#### Work required
In the research roundup below, what share of people with migraines, arthritis, or chronic back or joint pain reported feeling significantly better after acupuncture?

Acupuncture can ease your pain. New research shows that the ancient Chinese healing technique — which involves sticking needles into specific points in the body to encourage the flow of "qi," or energy, through unseen pathways — often works better than over-the-counter remedies. About 50 percent of people who have migraines, arthritis, and chronic back or joint pain reported feeling significantly better after undergoing acupuncture, compared with 30 percent of people who tried traditional remedies. Doctors still don't understand how acupuncture works, says Andrew Vickers of Memorial Sloan-Kettering Cancer Center, but they now have "firm evidence" that it's an effective treatment for chronic pain. 

Arguing with your parents as a teenager trains you to reject peer pressure. University of Virginia researchers observed more than 150 13-year-olds as they disputed issues like grades and chores with their mothers. Checking back in with the teens several years later, they discovered that those who had argued the longest and most convincingly — without yelling or whining — were also 40 percent less likely to have accepted offers of drugs and alcohol than the teens who were required to simply obey their mothers. Study author Joseph P. Allen says constructive debates with parents are "a critical training ground" for independent decision-making. 

Adding spices to meals can hike your metabolism and improve your heart health. Penn State University researchers prepared identical high-fat meals for two groups of volunteers, then added a mix of spices — including rosemary, oregano, and cinnamon — to the meal of one group. Eating rich foods typically increases blood levels of insulin and triglyceride fats, which heighten the risk of diabetes and heart disease. Volunteers eating the spicy meal saw increases in triglycerides and insulin that were 31 percent and 21 percent lower, respectively, than those of the group who ate the blander offering. Study author Sheila West suspects the antioxidants in spices are responsible. 

Working your core can give you sexual pleasure — if you're a woman. Among women who experience orgasms triggered by exercise alone — no partner, toys, or even sexual thoughts needed — 51 percent said that their first "coregasm" happened during an abs workout. Though rumors of the coregasm have existed in fitness circles for years, "exercise-induced orgasm is something we really know nothing about — not scientifically," says study author Debby Herbenick. She says her findings, while still "exploratory," could help decode the physical processes that underlie women's sexual pleasure.

#### Record extracts
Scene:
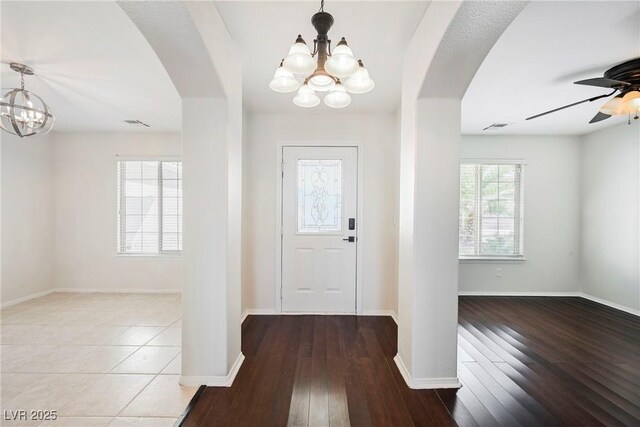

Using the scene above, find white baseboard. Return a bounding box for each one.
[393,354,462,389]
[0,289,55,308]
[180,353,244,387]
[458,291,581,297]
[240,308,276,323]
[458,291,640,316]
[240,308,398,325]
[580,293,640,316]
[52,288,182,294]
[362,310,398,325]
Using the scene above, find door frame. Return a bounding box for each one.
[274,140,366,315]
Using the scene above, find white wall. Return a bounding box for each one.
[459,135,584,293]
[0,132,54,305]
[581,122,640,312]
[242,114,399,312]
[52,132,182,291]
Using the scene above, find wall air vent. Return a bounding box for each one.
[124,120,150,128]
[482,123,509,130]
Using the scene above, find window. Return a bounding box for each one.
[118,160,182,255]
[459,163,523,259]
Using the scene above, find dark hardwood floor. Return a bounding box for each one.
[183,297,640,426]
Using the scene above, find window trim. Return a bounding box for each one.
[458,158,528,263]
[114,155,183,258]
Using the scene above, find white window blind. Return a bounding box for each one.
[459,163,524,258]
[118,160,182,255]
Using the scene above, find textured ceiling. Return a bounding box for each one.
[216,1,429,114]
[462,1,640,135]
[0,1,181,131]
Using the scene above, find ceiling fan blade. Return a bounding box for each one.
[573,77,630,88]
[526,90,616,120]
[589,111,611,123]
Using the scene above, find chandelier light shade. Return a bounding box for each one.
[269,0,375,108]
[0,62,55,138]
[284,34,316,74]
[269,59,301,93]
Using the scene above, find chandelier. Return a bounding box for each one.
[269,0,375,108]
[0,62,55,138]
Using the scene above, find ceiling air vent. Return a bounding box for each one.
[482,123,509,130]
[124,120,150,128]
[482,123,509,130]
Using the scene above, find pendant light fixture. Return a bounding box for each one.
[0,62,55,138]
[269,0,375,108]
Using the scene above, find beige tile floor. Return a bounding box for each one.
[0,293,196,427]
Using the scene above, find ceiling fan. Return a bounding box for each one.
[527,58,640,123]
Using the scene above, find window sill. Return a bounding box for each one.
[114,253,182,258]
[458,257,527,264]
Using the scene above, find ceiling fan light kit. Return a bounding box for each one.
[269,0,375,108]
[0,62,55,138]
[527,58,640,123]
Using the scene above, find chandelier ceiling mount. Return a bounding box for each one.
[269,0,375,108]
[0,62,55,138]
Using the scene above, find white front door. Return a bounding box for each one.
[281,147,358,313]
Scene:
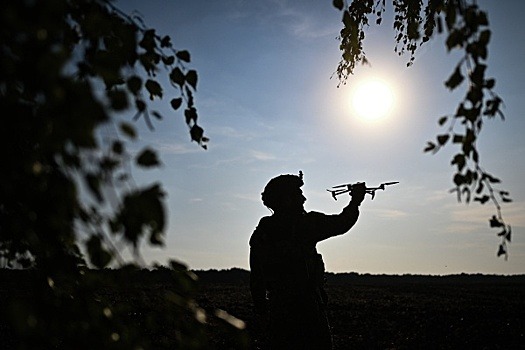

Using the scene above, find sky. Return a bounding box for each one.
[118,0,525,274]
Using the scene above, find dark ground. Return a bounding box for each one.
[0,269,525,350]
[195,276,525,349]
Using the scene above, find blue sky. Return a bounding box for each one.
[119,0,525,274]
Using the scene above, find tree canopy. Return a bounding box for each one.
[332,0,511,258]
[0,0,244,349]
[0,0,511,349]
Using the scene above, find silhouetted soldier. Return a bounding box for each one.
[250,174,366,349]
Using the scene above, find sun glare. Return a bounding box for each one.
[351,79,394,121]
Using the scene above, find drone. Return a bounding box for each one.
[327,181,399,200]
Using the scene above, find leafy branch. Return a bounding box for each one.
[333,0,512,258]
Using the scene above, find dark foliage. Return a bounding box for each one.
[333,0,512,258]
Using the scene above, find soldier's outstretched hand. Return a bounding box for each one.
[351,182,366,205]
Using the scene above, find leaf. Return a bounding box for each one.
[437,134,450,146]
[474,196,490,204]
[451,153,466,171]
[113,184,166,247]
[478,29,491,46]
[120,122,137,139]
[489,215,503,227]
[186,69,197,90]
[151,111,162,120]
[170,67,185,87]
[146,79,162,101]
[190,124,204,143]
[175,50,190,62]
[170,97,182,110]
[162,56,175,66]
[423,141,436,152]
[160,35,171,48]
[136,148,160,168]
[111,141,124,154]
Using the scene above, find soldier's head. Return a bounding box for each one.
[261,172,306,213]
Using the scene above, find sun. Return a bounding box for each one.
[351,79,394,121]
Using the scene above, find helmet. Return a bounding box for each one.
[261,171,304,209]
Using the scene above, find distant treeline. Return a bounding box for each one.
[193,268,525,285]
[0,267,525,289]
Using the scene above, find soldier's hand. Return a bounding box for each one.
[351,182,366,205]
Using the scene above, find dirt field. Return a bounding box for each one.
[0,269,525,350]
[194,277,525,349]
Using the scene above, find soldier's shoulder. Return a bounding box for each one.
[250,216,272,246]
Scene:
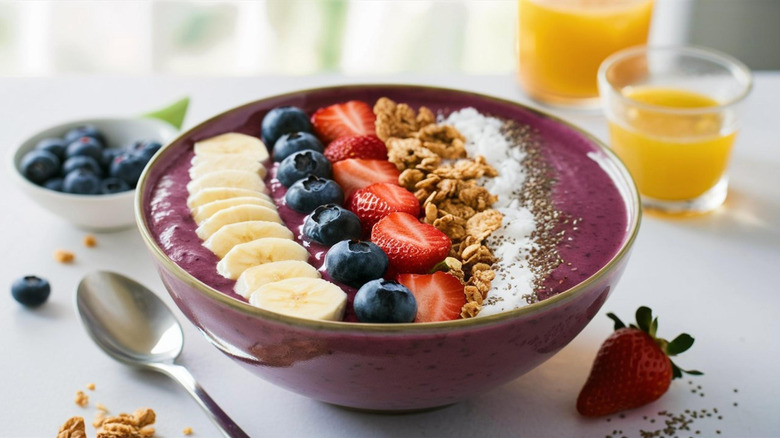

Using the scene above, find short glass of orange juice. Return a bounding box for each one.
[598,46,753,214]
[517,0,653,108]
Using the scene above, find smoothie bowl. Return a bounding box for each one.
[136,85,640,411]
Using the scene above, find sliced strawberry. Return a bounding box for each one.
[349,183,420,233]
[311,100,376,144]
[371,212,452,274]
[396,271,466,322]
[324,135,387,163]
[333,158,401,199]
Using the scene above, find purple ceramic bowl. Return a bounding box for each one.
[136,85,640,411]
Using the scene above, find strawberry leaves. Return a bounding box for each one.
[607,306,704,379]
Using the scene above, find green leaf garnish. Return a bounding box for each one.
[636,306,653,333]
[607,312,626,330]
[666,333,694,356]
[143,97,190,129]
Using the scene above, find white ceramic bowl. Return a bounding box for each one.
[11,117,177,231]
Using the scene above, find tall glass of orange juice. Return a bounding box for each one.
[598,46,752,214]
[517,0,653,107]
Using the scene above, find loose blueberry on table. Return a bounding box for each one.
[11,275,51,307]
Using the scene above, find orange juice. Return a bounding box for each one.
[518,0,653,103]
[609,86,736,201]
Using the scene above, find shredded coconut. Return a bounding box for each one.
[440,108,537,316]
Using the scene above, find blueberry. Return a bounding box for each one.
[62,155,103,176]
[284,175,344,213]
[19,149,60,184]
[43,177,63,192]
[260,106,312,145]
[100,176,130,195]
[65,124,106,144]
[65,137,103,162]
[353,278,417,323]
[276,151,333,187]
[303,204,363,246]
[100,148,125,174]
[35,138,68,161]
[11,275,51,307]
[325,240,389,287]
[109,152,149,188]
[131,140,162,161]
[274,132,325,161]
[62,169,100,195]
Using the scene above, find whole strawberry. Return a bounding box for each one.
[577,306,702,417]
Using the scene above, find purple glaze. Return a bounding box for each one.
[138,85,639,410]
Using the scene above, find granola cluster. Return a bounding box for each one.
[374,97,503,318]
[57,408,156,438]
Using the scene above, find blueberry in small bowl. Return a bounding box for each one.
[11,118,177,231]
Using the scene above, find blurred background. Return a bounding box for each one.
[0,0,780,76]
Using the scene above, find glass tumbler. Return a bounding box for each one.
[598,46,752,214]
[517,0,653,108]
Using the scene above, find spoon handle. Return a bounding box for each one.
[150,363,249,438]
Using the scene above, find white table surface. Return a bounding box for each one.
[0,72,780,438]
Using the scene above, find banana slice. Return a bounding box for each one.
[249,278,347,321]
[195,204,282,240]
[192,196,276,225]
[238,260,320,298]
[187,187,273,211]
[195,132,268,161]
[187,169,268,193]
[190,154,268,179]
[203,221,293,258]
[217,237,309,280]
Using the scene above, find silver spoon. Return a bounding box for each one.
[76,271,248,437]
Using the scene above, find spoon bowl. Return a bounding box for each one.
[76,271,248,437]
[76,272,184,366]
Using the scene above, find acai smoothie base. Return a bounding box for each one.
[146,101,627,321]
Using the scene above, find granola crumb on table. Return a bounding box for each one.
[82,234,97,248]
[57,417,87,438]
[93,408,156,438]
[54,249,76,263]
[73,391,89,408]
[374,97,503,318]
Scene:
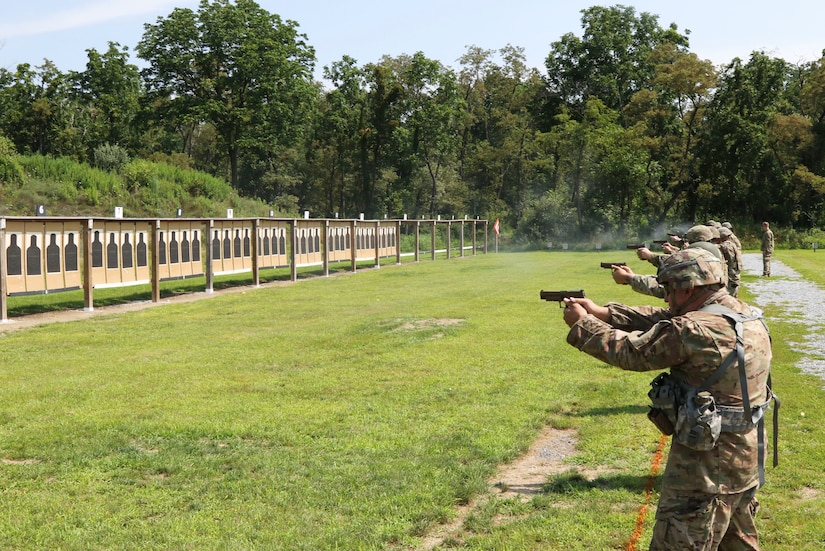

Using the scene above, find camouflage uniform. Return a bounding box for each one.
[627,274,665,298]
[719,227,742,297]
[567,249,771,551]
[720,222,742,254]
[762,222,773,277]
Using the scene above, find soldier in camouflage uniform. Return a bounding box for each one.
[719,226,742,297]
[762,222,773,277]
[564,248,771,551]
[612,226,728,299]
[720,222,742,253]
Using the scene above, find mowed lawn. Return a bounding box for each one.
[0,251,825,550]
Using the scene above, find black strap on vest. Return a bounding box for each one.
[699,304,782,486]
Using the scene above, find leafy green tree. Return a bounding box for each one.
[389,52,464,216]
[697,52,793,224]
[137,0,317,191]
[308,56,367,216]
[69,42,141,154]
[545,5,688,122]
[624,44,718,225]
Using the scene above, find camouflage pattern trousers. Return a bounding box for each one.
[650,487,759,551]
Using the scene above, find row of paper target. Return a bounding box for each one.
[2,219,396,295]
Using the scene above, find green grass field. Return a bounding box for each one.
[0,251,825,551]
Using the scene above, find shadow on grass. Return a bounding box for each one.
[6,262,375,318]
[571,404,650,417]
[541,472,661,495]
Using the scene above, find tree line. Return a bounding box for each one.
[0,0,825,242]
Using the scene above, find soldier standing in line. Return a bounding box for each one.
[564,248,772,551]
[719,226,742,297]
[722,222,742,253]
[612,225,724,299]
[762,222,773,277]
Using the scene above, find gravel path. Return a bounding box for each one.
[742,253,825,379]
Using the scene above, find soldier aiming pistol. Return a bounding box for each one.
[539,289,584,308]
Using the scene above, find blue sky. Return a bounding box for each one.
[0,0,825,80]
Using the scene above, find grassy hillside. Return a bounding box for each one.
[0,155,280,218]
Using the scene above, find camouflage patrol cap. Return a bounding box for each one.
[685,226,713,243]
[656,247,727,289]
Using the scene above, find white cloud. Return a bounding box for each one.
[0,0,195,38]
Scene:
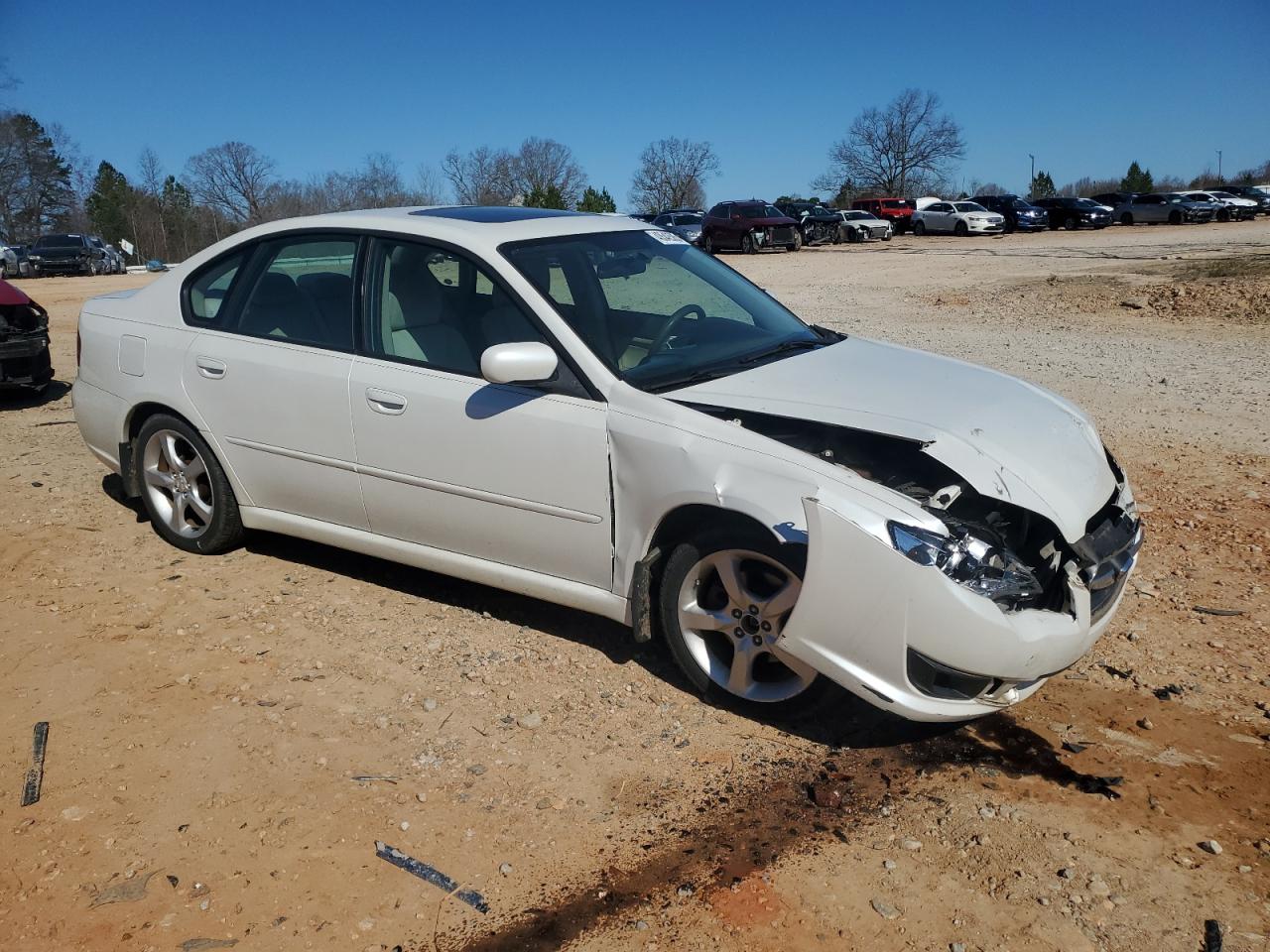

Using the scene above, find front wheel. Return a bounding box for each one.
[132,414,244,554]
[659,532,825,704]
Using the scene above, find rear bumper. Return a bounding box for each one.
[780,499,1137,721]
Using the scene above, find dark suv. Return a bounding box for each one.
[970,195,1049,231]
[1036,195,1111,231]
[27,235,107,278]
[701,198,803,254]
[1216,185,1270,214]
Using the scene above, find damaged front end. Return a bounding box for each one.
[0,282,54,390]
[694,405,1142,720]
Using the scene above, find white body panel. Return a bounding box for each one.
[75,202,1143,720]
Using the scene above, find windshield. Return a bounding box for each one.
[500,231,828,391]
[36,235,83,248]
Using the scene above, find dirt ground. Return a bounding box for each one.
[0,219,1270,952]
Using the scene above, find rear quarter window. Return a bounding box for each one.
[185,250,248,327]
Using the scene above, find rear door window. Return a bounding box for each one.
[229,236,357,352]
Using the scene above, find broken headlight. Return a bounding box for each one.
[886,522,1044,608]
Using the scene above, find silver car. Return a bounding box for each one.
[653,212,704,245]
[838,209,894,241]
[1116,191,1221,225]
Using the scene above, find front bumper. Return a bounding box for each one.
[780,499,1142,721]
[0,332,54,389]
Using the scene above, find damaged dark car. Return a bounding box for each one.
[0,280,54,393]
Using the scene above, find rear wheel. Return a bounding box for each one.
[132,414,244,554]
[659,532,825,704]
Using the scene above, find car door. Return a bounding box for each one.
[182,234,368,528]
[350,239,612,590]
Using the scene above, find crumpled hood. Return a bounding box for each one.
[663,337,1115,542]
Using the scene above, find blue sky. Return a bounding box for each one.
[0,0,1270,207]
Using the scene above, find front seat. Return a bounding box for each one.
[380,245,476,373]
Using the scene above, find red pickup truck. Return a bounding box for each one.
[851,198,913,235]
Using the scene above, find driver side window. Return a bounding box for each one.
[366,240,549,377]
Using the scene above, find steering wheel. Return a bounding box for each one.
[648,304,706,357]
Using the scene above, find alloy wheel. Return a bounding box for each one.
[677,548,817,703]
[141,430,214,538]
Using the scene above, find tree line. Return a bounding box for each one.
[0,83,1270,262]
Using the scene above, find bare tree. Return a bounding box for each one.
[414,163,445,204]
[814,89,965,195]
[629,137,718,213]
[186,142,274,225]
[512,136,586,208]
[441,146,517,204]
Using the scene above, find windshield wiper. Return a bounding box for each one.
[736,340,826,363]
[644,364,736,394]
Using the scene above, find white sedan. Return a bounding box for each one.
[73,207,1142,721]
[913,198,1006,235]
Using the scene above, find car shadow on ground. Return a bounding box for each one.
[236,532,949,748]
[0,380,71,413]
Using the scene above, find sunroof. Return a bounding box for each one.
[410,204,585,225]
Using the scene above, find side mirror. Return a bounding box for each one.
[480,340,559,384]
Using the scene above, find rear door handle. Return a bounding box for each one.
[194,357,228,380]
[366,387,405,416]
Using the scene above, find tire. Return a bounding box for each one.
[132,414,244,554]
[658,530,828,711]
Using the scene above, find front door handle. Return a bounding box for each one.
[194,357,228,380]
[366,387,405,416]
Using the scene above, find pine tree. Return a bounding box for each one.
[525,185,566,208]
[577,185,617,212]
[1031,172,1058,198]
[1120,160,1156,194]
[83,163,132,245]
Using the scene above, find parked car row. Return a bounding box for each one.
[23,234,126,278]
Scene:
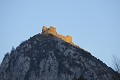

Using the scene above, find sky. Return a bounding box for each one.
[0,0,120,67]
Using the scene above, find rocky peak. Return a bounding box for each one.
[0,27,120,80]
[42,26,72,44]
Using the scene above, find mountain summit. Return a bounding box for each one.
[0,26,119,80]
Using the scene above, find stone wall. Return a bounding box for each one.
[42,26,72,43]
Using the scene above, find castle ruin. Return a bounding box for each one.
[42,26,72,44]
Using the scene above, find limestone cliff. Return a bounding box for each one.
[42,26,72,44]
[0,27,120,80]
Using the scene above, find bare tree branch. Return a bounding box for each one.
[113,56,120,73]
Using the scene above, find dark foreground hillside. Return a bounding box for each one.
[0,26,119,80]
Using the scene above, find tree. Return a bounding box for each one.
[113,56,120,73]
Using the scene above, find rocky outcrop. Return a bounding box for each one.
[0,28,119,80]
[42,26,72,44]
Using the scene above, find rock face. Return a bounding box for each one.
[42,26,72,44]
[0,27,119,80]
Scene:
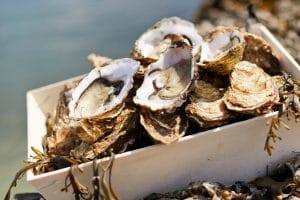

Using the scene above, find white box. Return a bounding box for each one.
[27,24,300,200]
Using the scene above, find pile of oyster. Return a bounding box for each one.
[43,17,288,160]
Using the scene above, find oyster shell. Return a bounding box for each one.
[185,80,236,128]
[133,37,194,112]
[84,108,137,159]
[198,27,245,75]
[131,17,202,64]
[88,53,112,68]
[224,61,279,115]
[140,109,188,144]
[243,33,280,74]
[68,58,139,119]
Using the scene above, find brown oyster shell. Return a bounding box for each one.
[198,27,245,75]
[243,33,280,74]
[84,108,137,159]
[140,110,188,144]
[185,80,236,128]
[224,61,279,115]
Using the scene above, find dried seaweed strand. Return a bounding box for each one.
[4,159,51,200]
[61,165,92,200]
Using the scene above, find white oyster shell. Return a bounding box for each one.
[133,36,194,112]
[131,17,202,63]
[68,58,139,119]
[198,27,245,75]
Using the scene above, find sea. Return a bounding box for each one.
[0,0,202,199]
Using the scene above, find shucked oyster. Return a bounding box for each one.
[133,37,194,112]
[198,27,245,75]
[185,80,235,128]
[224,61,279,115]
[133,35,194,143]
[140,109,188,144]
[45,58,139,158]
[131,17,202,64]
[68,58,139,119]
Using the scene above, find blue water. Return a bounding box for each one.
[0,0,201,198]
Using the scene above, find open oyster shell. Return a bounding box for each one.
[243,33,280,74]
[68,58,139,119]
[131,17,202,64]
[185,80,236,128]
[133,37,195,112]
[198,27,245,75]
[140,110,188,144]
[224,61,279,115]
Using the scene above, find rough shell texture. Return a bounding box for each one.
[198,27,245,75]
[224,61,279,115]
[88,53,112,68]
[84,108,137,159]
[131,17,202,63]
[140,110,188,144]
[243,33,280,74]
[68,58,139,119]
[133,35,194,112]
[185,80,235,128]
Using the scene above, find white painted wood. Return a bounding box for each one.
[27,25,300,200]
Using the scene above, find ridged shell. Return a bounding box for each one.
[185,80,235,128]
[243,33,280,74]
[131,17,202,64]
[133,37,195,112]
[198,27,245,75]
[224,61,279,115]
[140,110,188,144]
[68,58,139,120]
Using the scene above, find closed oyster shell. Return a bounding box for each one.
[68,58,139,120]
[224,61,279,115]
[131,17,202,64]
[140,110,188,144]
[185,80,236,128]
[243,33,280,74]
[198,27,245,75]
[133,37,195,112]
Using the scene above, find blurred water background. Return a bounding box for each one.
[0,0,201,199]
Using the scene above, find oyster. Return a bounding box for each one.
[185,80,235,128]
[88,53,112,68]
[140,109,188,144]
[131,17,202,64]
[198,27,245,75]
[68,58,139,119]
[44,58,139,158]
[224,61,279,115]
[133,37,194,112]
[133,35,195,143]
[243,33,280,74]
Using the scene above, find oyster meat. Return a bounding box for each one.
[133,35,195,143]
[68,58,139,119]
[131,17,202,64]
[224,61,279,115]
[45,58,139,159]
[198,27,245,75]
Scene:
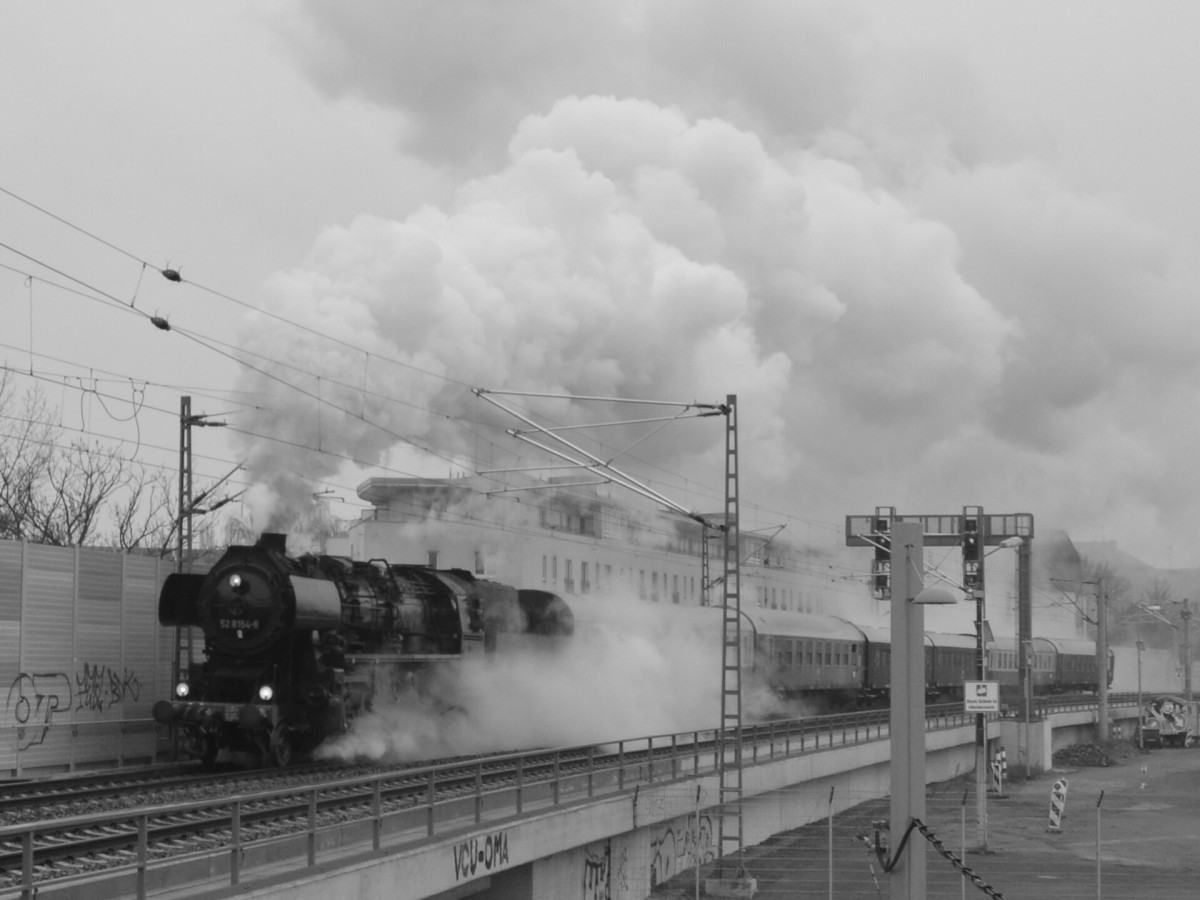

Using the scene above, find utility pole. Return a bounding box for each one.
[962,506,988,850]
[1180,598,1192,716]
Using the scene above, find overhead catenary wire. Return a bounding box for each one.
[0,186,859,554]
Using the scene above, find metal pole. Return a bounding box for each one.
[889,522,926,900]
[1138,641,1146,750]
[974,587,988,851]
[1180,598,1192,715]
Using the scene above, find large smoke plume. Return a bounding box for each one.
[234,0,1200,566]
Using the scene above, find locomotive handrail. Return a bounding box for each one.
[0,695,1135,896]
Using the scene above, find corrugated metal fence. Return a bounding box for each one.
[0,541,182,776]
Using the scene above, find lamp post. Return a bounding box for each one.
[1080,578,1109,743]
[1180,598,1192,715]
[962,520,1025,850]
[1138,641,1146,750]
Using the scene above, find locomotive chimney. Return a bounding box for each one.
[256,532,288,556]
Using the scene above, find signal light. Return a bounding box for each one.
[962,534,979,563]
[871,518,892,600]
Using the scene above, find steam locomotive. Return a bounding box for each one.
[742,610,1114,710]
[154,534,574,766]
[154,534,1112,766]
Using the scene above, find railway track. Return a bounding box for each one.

#### Exercise result
About 50 percent